Stated goal 1:
Write out the passage of the graceful degradation text that starts at the words "This means making" and stops after "users as possible.".

Text to read:
######
See my recovering from an SQL injection attack post for more details about clean ups and quick plasters that can be applied to prevent further injections.

Thursday 18 September 2008

What browser support do you offer your users.

Graceful degradation

In an ideal world you would want any website you develop to have the largest audience as possible. Sites these days can rely on multiple technologies to work (Javascript, Flash, Java, ActiveX, CSS) most of which the user can disable through choice even when their browser supports it. This means that when it comes to developing a site you have the decision between drawing a line in the sand and saying you must use this browser above this version and have JavaScript, Flash and ActiveX enabled for it to work which will mean a small and very annoyed audience. Or the better way which is to build the site from bottom up starting with a good HTML core structure that should work in all browsers and then add layers of functionality on top.

This means making sure all links have href tags that point to URIs and not Javascript: , images have alt tags, client side validation is duplicated on the server (which is good practise anyway to prevent hackers avoiding it by disabling javascript) and that the core navigation is not reliant on Javascript to work. This is called graceful degradation and ensures that your sites core functionality is available to as many users as possible.
######
Stored data:
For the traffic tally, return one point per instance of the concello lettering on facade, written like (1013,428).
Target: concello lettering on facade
######
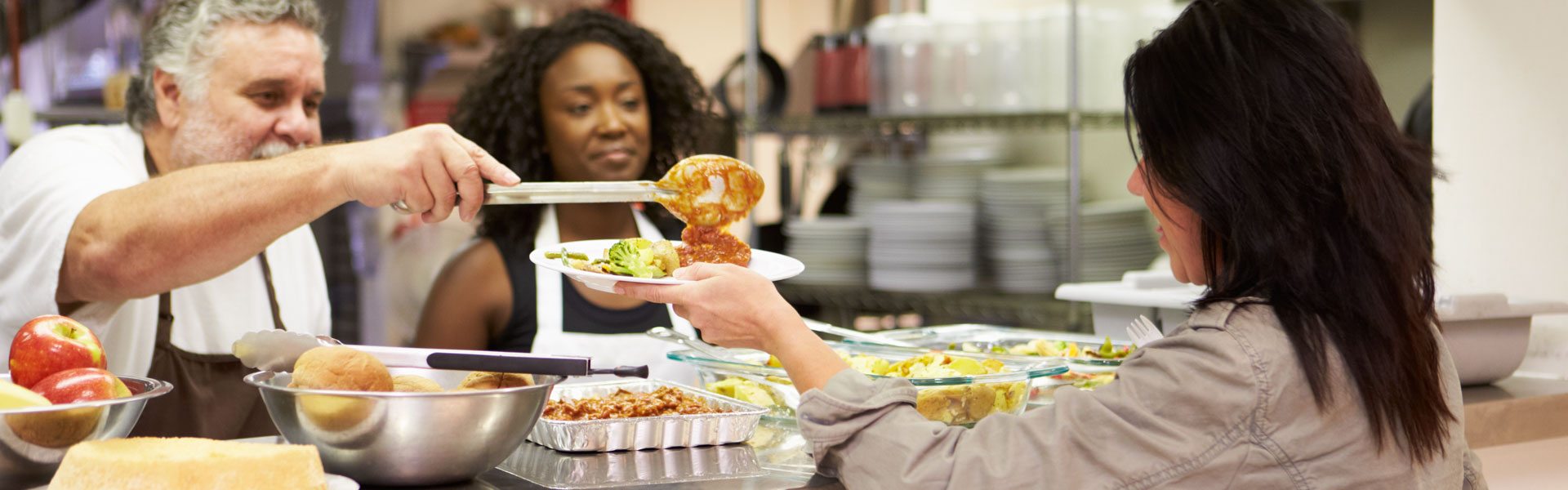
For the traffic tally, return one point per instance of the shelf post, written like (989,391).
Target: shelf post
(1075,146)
######
Stated goal 2:
In the listing, switch "facade" to "storefront" in the lines beginning at the line that has "written like (1013,428)." and stopping after the line that has "Target: concello lettering on facade", with everything else unchanged. Return only those lines.

Expected output 1:
This means making sure all links have href tags that point to URIs and not Javascript: , images have alt tags, client side validation is duplicated on the server (which is good practise anyway to prevent hackers avoiding it by disabling javascript) and that the core navigation is not reliant on Javascript to work. This is called graceful degradation and ensures that your sites core functionality is available to as many users as possible.

Expected output 2:
For the traffic tally, return one point per instance of the concello lettering on storefront, written like (1013,428).
Target: concello lettering on storefront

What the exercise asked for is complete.